What is asked:
In the orchid post, how did the writer come to own the large, old specimen plants?

Source passage:
^^^^

Many of you who know me will know that I have never really had much enthusiasm for the Catlleya alliance. I "inherited" some seriously large and old specimen plants when I purchased the greenhouse from an elderly gentleman earlier this year. The plants were unfortunately neglected but after some loving care they recovered well and many of them have rewarded me with some exotic and very beautiful flowers. I have a new-found fondness for these flowers... and they are growing on me :). I have attached images of flowering Laeliocattleya Tropical Pointer "Galaxy" and Rhyncholaelia digbyana X (Cattleya Snowdrift X C. Eucharis). The latter gives off a very strong fragrance in the morning which fills the entire greenhouse.
Laeliocattleya Tropical Pointer "Galaxy"
Rhyncholaelia digbyana X (Cattleya Snowdrift X C. Eucharis)

^^^^

Data entries:

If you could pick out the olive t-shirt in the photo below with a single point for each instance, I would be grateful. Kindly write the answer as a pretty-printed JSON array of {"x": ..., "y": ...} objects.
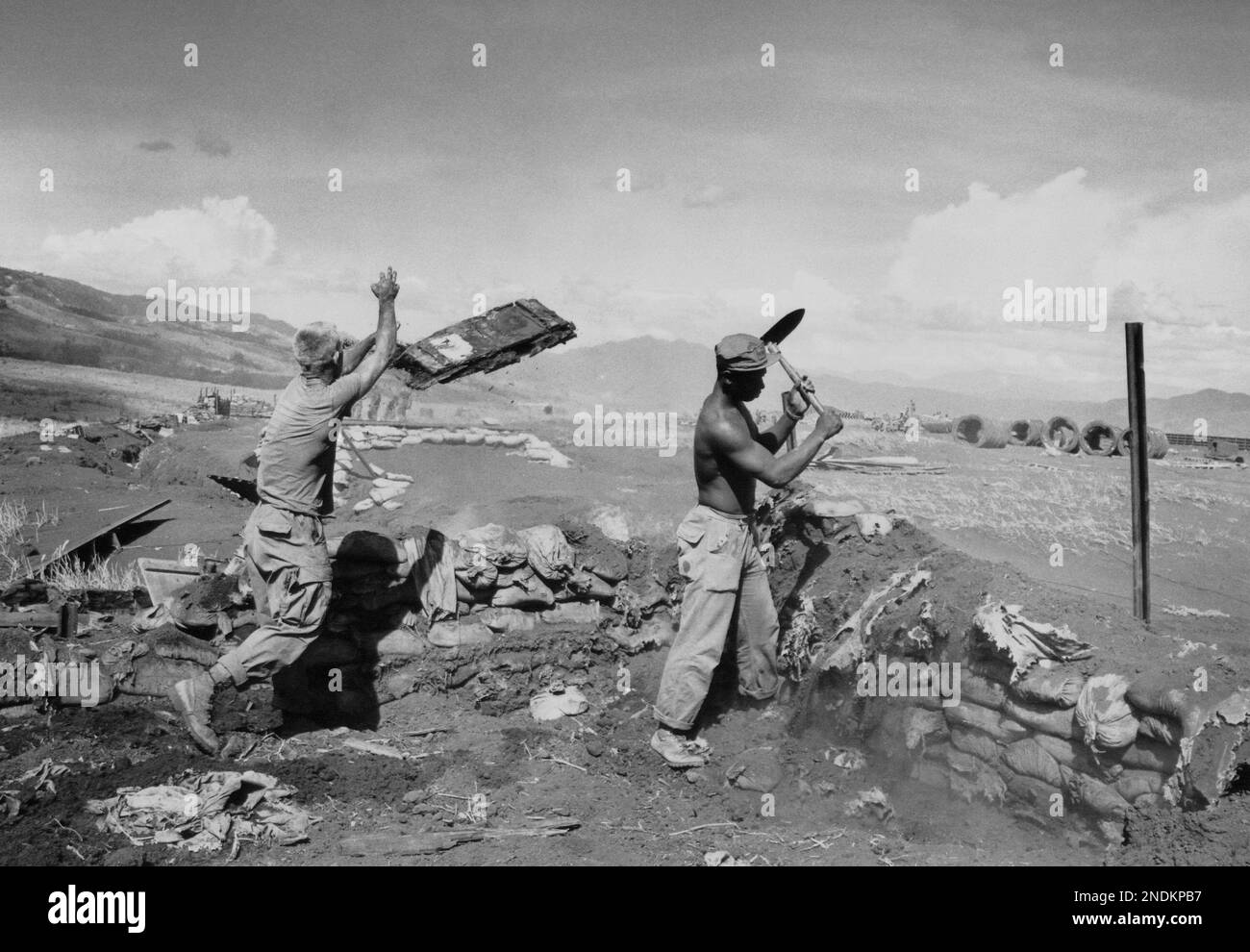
[{"x": 296, "y": 449}]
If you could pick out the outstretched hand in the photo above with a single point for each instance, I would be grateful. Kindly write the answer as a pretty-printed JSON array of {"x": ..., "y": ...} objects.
[
  {"x": 387, "y": 288},
  {"x": 796, "y": 401}
]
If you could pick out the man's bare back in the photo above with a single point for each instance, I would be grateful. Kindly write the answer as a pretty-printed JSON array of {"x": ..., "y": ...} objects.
[{"x": 732, "y": 454}]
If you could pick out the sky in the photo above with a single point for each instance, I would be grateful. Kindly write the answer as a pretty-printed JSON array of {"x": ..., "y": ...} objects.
[{"x": 746, "y": 180}]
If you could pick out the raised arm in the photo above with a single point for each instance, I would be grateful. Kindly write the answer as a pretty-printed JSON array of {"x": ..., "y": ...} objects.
[
  {"x": 371, "y": 366},
  {"x": 353, "y": 355},
  {"x": 795, "y": 406},
  {"x": 751, "y": 458}
]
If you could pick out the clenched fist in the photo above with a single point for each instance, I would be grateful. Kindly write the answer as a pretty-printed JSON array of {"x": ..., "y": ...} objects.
[{"x": 387, "y": 288}]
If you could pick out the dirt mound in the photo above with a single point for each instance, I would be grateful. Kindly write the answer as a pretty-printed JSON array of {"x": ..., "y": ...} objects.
[
  {"x": 100, "y": 446},
  {"x": 857, "y": 602}
]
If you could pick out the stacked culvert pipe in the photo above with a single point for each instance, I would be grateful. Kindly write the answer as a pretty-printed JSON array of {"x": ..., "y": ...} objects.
[
  {"x": 1025, "y": 433},
  {"x": 980, "y": 431},
  {"x": 1062, "y": 434},
  {"x": 1157, "y": 443},
  {"x": 1100, "y": 438}
]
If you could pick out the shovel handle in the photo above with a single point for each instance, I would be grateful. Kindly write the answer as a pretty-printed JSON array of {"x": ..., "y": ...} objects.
[{"x": 798, "y": 381}]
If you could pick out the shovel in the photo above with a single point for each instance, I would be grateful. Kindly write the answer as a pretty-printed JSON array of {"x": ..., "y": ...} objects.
[{"x": 778, "y": 333}]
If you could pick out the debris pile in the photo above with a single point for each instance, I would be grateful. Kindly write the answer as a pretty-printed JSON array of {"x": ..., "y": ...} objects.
[
  {"x": 207, "y": 811},
  {"x": 386, "y": 487}
]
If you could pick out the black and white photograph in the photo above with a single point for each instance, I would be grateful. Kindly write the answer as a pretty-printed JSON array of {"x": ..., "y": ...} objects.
[{"x": 548, "y": 434}]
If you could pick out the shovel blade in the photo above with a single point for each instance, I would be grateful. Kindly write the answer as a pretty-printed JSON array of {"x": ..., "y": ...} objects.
[{"x": 782, "y": 330}]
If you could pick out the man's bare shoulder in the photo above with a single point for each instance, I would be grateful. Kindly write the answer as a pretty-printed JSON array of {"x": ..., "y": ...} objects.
[{"x": 723, "y": 426}]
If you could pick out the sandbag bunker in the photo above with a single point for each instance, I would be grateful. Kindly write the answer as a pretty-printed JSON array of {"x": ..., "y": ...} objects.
[
  {"x": 1059, "y": 434},
  {"x": 501, "y": 613},
  {"x": 384, "y": 489},
  {"x": 983, "y": 701}
]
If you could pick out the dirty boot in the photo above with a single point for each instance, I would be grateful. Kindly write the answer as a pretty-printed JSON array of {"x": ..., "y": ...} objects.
[
  {"x": 679, "y": 752},
  {"x": 192, "y": 700}
]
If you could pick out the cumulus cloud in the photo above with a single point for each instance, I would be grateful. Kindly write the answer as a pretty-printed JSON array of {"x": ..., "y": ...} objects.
[
  {"x": 1171, "y": 266},
  {"x": 221, "y": 238},
  {"x": 212, "y": 144},
  {"x": 707, "y": 196}
]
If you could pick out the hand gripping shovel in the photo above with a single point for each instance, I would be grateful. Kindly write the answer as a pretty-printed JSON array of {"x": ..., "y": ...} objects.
[{"x": 778, "y": 333}]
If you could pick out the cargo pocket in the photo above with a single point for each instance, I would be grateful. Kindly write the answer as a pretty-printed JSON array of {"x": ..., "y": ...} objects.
[
  {"x": 688, "y": 534},
  {"x": 274, "y": 524},
  {"x": 723, "y": 564}
]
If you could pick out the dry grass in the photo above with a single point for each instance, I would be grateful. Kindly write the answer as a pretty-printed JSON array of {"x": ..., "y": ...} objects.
[
  {"x": 12, "y": 425},
  {"x": 73, "y": 575},
  {"x": 1036, "y": 504},
  {"x": 16, "y": 522}
]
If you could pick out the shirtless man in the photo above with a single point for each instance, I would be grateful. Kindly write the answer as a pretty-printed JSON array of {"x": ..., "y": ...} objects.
[
  {"x": 728, "y": 581},
  {"x": 286, "y": 538}
]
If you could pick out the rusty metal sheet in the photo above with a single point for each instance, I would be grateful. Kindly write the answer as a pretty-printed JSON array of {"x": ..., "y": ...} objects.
[{"x": 480, "y": 345}]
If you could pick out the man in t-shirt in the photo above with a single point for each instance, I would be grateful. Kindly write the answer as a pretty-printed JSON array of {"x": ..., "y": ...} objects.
[{"x": 284, "y": 539}]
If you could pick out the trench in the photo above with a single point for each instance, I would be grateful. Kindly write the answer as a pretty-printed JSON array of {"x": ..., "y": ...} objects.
[{"x": 1065, "y": 748}]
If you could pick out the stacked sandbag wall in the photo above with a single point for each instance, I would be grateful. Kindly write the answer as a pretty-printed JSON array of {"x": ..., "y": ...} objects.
[
  {"x": 980, "y": 431},
  {"x": 1059, "y": 743}
]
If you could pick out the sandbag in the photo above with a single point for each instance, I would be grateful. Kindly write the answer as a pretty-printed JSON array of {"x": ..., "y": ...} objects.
[
  {"x": 587, "y": 585},
  {"x": 1067, "y": 752},
  {"x": 976, "y": 743},
  {"x": 1045, "y": 719},
  {"x": 498, "y": 543},
  {"x": 1032, "y": 791},
  {"x": 548, "y": 552},
  {"x": 1054, "y": 686},
  {"x": 1094, "y": 794},
  {"x": 1163, "y": 730},
  {"x": 475, "y": 571},
  {"x": 982, "y": 691},
  {"x": 1187, "y": 708},
  {"x": 983, "y": 718},
  {"x": 962, "y": 763},
  {"x": 523, "y": 589},
  {"x": 1149, "y": 755},
  {"x": 991, "y": 668},
  {"x": 919, "y": 725},
  {"x": 1104, "y": 714},
  {"x": 1134, "y": 784},
  {"x": 1030, "y": 759}
]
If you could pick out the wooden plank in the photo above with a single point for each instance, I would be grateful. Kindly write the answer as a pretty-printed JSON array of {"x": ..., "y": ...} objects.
[
  {"x": 75, "y": 541},
  {"x": 480, "y": 345},
  {"x": 1138, "y": 477}
]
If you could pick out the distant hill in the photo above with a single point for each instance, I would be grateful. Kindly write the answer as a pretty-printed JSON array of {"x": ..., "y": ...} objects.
[
  {"x": 62, "y": 321},
  {"x": 649, "y": 374}
]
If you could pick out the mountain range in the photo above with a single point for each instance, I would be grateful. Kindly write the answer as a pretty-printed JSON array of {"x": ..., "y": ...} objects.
[{"x": 63, "y": 321}]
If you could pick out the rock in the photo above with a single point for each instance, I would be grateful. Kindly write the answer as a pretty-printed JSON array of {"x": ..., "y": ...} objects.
[
  {"x": 126, "y": 856},
  {"x": 755, "y": 768}
]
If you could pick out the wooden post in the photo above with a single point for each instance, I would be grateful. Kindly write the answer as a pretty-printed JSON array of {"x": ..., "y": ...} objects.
[
  {"x": 67, "y": 627},
  {"x": 788, "y": 441},
  {"x": 1138, "y": 477}
]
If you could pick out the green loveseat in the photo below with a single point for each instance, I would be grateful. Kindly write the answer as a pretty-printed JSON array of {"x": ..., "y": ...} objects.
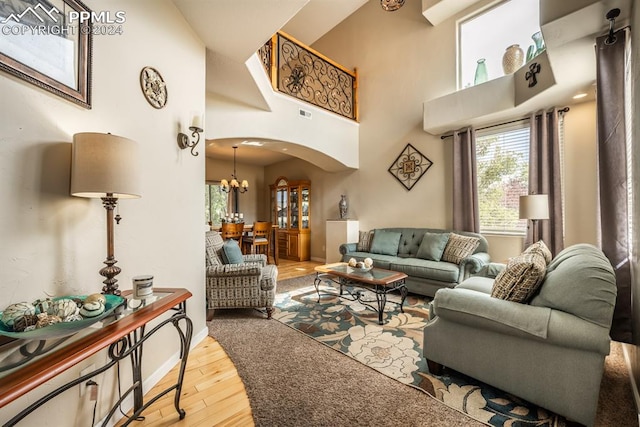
[
  {"x": 426, "y": 276},
  {"x": 549, "y": 351}
]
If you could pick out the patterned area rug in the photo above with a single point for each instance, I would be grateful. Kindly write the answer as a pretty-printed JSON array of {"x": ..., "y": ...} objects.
[{"x": 395, "y": 349}]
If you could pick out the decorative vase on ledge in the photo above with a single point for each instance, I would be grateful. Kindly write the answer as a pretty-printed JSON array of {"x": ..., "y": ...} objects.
[
  {"x": 481, "y": 75},
  {"x": 343, "y": 206},
  {"x": 512, "y": 59},
  {"x": 537, "y": 47}
]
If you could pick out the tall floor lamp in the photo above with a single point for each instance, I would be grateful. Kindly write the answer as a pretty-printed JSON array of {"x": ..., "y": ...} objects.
[
  {"x": 534, "y": 207},
  {"x": 105, "y": 166}
]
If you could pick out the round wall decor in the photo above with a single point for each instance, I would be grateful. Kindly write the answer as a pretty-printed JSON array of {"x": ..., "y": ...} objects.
[{"x": 153, "y": 87}]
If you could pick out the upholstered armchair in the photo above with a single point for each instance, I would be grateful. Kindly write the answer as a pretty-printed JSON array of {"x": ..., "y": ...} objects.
[{"x": 251, "y": 283}]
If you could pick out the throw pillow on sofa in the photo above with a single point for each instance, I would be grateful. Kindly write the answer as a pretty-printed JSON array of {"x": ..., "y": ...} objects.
[
  {"x": 540, "y": 248},
  {"x": 459, "y": 247},
  {"x": 231, "y": 252},
  {"x": 432, "y": 246},
  {"x": 522, "y": 277},
  {"x": 364, "y": 241},
  {"x": 385, "y": 242}
]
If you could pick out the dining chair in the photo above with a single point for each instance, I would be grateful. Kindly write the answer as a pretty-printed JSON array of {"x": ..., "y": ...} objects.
[
  {"x": 233, "y": 230},
  {"x": 259, "y": 238}
]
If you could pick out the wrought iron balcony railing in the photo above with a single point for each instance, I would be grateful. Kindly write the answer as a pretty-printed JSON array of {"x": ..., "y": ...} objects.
[{"x": 301, "y": 72}]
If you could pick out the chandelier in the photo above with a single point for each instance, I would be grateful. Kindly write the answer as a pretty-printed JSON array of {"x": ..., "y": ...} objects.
[
  {"x": 227, "y": 186},
  {"x": 391, "y": 5}
]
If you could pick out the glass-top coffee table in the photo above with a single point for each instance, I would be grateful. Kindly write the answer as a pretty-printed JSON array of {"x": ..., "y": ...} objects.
[{"x": 353, "y": 281}]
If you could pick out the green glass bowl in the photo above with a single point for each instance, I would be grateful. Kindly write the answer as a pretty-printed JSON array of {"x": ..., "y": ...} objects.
[{"x": 64, "y": 328}]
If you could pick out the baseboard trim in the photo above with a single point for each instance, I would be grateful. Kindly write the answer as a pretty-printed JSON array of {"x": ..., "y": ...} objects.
[
  {"x": 634, "y": 385},
  {"x": 155, "y": 377}
]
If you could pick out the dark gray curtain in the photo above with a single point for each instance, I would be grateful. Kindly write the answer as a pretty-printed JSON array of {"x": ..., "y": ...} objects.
[
  {"x": 545, "y": 178},
  {"x": 612, "y": 174},
  {"x": 466, "y": 216}
]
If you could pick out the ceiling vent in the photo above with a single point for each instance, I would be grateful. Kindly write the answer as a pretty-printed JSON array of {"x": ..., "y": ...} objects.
[{"x": 305, "y": 114}]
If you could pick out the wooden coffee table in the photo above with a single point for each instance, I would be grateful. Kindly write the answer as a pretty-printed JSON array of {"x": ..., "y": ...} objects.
[{"x": 377, "y": 280}]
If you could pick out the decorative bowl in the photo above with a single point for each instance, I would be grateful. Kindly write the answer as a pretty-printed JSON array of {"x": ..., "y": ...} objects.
[{"x": 64, "y": 328}]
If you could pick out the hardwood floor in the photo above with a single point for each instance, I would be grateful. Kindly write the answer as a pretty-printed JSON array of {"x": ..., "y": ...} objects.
[{"x": 213, "y": 394}]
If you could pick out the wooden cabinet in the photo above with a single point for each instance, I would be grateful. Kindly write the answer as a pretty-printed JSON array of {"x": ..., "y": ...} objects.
[{"x": 291, "y": 211}]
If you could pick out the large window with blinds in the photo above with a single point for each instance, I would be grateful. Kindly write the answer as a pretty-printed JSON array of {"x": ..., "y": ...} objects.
[{"x": 502, "y": 160}]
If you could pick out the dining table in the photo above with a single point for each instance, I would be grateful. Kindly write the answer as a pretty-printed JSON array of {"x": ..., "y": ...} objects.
[{"x": 248, "y": 228}]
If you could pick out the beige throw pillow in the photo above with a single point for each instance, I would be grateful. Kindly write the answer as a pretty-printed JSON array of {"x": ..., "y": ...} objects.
[
  {"x": 522, "y": 277},
  {"x": 540, "y": 248},
  {"x": 364, "y": 241},
  {"x": 459, "y": 247}
]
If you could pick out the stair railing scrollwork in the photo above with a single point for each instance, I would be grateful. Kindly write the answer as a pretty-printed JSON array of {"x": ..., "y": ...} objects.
[{"x": 303, "y": 73}]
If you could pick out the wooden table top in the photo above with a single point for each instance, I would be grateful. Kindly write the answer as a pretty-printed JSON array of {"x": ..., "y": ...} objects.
[
  {"x": 42, "y": 369},
  {"x": 375, "y": 276}
]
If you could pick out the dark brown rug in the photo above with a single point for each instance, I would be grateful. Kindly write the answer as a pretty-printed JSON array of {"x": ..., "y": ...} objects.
[{"x": 294, "y": 380}]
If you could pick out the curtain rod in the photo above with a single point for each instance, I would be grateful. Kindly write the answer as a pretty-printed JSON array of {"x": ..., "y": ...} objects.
[{"x": 562, "y": 110}]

^^^^

Correct answer:
The writer inherited them when buying the greenhouse from an elderly gentleman earlier in the year.